■ **Required task**:
Find each line in the listing below that contains the word "white" and copy those lines.

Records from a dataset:
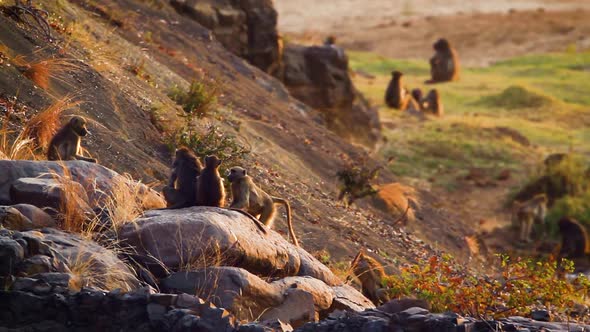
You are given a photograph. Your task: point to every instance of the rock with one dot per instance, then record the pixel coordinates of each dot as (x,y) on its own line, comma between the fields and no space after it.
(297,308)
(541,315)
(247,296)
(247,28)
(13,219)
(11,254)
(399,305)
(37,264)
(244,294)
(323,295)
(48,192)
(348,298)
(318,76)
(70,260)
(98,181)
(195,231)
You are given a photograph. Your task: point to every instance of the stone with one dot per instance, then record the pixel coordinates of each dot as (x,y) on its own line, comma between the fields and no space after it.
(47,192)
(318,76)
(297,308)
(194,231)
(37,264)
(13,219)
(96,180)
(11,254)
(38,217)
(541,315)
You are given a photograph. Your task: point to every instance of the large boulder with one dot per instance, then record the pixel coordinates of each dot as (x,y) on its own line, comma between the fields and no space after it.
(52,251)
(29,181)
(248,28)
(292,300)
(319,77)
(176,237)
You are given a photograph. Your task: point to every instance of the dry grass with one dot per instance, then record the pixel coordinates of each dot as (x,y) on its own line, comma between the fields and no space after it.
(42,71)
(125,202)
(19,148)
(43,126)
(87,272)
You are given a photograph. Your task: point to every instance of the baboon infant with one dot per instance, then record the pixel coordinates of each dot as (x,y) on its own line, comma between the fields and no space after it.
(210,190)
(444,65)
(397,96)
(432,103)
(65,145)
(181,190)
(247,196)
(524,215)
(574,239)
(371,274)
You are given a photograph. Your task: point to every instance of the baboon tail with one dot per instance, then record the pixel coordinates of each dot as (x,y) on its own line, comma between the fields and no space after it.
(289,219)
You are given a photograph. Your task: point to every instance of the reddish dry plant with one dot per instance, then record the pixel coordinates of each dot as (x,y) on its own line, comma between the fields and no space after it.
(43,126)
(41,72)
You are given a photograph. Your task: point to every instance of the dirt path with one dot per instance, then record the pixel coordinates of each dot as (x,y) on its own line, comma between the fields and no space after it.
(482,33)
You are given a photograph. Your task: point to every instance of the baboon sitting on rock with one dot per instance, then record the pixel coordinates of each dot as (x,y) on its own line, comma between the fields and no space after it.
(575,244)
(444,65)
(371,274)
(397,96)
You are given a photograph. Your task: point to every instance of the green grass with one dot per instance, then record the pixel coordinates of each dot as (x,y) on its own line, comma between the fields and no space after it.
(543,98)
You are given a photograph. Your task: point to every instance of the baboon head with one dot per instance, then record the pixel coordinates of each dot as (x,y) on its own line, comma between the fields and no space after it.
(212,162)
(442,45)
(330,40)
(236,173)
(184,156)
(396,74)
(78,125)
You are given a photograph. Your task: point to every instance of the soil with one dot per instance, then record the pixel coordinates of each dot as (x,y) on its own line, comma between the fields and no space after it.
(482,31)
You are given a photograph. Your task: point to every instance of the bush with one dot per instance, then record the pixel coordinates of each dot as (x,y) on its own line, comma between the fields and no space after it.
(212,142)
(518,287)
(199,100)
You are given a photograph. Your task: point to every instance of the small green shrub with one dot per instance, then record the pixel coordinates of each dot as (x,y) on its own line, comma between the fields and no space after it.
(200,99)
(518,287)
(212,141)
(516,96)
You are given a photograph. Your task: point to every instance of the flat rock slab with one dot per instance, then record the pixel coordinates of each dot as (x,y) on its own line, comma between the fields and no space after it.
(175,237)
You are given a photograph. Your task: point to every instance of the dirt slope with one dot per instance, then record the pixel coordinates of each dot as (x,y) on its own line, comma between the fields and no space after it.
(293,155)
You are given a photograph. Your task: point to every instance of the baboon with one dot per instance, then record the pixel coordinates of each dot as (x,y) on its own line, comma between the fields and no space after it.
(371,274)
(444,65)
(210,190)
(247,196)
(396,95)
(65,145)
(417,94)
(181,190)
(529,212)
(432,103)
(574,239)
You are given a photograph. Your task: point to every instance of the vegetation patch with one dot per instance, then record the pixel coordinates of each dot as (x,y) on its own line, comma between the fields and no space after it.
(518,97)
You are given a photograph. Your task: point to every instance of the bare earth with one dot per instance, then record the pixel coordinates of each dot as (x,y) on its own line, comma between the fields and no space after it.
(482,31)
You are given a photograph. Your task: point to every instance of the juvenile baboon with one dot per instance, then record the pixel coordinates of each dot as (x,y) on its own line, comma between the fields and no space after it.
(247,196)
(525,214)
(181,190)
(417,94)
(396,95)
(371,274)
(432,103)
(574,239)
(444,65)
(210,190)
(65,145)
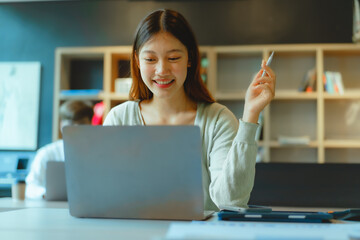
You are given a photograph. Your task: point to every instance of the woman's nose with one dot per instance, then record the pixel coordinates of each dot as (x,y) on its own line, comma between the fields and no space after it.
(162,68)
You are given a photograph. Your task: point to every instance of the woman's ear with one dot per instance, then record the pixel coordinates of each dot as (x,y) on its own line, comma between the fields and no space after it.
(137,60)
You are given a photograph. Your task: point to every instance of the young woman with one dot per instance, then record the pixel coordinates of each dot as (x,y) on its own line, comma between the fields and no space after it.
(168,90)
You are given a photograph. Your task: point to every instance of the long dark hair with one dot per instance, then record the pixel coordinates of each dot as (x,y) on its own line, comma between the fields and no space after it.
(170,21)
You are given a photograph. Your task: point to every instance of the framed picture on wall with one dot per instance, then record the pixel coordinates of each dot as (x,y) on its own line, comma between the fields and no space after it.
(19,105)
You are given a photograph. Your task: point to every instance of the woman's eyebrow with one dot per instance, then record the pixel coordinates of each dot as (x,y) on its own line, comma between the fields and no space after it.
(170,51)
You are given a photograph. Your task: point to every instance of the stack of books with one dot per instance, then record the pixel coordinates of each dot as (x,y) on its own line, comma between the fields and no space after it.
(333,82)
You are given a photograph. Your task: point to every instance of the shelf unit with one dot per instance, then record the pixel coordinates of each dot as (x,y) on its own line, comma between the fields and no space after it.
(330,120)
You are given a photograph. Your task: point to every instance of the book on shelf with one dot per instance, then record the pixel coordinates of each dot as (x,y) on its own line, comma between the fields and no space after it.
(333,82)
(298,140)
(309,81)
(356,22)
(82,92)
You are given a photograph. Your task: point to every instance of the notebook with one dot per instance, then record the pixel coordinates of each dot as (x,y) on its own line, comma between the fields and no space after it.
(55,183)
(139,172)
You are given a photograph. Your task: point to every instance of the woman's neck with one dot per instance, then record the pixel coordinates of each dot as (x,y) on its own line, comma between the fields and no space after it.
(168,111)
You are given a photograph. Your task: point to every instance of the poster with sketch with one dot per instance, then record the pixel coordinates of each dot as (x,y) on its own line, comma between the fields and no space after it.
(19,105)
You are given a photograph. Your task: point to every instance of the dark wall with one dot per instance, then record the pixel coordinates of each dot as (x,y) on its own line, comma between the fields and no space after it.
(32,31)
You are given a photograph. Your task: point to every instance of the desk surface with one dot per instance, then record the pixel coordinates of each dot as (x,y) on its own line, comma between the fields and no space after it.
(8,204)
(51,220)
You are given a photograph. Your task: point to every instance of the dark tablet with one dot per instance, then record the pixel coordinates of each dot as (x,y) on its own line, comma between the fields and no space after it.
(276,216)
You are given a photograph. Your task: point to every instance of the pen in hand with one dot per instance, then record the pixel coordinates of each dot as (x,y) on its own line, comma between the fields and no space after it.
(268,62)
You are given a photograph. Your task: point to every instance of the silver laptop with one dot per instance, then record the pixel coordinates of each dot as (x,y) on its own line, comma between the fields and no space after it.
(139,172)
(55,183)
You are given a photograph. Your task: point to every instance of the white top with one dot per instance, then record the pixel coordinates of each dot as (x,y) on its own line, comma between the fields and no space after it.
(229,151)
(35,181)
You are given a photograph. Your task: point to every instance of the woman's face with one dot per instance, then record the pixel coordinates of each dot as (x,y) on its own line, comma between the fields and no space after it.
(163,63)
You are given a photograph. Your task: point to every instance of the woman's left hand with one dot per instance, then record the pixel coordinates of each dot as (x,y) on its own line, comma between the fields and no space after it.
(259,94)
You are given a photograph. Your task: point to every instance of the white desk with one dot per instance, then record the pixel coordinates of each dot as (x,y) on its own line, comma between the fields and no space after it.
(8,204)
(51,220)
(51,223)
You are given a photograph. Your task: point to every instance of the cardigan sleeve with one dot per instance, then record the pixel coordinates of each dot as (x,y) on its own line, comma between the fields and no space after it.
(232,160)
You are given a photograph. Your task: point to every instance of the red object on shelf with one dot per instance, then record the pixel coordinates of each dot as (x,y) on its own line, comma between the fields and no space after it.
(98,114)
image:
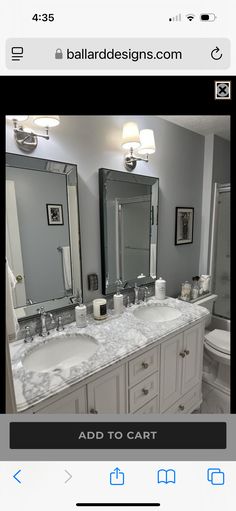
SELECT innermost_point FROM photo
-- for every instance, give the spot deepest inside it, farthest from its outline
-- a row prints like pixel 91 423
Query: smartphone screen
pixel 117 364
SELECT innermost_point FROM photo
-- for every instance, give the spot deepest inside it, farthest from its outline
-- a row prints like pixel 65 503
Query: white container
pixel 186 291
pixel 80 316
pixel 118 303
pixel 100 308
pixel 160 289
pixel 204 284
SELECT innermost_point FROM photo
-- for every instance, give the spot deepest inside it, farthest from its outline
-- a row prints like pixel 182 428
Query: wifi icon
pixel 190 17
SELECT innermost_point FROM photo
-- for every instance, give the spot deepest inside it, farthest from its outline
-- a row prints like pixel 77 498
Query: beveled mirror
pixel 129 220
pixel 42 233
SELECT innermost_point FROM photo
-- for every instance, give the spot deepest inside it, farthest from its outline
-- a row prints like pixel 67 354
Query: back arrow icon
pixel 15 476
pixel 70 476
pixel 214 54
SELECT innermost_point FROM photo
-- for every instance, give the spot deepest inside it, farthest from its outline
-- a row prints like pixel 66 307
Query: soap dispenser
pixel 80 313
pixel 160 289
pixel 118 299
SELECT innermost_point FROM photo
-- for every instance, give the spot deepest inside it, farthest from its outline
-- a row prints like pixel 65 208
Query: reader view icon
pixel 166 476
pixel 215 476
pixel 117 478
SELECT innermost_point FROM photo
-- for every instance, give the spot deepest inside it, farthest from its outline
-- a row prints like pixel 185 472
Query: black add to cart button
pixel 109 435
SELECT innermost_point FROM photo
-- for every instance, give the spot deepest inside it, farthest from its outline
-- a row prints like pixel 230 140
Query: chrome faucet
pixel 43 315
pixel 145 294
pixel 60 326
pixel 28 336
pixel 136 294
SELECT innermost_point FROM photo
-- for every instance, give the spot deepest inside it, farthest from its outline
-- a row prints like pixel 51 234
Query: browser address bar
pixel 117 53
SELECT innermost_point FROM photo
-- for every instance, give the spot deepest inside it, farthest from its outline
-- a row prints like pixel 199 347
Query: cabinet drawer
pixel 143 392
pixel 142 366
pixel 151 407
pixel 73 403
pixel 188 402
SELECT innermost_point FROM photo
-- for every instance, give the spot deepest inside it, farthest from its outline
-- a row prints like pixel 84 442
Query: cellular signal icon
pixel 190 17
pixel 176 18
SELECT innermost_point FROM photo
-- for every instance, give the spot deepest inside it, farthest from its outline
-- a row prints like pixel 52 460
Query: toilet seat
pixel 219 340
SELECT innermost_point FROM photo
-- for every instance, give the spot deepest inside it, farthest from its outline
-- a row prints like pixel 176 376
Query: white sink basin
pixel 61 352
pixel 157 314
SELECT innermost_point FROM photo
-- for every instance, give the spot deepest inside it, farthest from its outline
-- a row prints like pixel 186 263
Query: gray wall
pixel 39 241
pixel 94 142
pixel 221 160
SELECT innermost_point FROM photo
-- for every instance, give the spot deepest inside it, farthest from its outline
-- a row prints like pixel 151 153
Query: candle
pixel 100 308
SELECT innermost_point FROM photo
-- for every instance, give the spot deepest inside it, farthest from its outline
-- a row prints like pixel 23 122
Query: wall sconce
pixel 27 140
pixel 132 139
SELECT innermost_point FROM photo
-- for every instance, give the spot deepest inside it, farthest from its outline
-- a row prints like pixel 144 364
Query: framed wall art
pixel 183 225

■ **In response**:
You are given a photograph. Your task: point to every instance of the white top with one dot per instance, then record the pixel coordinates of each dot as (x,y) on its own line, comma between the fields and no space after it.
You are given a photograph. Your task: point to every instance of the white desk with one dot per instance, then record the pixel coordinates of each dot as (x,y) on its own line, comma between the fields and no space after it.
Query: white container
Query: white sink basin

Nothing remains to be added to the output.